-- start Available records --

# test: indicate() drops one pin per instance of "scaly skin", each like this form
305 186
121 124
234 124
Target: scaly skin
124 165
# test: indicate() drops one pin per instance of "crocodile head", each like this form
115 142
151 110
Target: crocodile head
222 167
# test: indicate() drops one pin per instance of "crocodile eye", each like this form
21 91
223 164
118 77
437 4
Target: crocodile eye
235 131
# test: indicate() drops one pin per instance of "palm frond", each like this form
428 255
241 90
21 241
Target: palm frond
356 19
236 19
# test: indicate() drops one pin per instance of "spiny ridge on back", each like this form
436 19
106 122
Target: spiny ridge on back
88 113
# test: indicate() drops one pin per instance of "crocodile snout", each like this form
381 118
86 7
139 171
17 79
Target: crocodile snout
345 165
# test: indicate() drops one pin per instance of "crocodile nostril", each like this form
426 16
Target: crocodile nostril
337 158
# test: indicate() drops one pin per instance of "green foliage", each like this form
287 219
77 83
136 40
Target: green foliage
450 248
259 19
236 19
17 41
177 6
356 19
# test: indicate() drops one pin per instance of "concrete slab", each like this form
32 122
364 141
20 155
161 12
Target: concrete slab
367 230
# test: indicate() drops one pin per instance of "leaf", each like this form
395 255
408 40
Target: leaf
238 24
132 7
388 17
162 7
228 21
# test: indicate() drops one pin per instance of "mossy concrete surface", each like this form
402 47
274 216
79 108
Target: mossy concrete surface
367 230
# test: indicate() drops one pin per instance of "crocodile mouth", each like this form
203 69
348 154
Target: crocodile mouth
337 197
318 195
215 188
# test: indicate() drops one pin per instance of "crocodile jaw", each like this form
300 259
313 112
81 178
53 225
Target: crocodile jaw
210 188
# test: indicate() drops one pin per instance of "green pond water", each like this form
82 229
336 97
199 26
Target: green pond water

-- end Available records --

> Exercise brief
Please reproduce all of the records above word for word, keeping every line unchanged.

> Written reply
# test: indicate() drops one pin per instance of "scaly skin", each like this form
305 186
121 124
234 124
Target: scaly skin
124 165
# test: indicate() drops one pin per instance of "crocodile head", each like this form
115 142
151 110
Target: crocodile head
222 167
# test: indicate() drops one pin per instance of "crocodile eye", each like this form
21 91
223 164
118 77
437 4
Target: crocodile eye
235 131
# test: indicate() drops one pin per instance of "palm frond", each like this form
428 255
241 90
21 241
Target: palm frond
356 19
236 19
# test: indicate() drops one pin per instance of "spiny ridge on back", each like this form
436 19
106 122
Target: spiny ridge on back
88 113
# test: indicate() drops one pin per instance of "crocodile snout", each like this form
381 118
86 7
139 171
17 79
Target: crocodile snout
345 165
# test: indicate() drops one pin per instance of "crocodile nostril", each like this form
426 16
Target: crocodile nostril
337 158
# test: indicate() drops one pin per instance of "green foliage", each like this form
287 219
77 83
136 40
Target: green foliage
450 248
259 19
236 19
17 41
177 6
356 19
# test: indicate() drops one pin per instance of "concrete slab", each like this form
32 122
364 141
20 155
161 12
Target: concrete slab
367 230
# test: indicate() drops one pin per instance of "leaf", each like this form
395 255
408 40
Target: leaf
238 24
132 7
388 17
162 7
228 21
# test: indicate() drops one pin per instance of "mossy concrete surface", each like this form
402 47
274 216
79 108
Target: mossy concrete surface
367 230
# test: indicate() drops one pin per instance of "crocodile mouth", each like this form
203 69
348 154
Target: crocodile mouth
337 197
318 195
215 188
# test: indicate() drops one pin per instance of "crocodile jaw", each like this form
300 259
313 112
81 178
53 225
Target: crocodile jaw
210 188
# test: indicate() drops one pin per instance of "green pond water", each like this form
82 229
336 97
199 26
Target: green pond water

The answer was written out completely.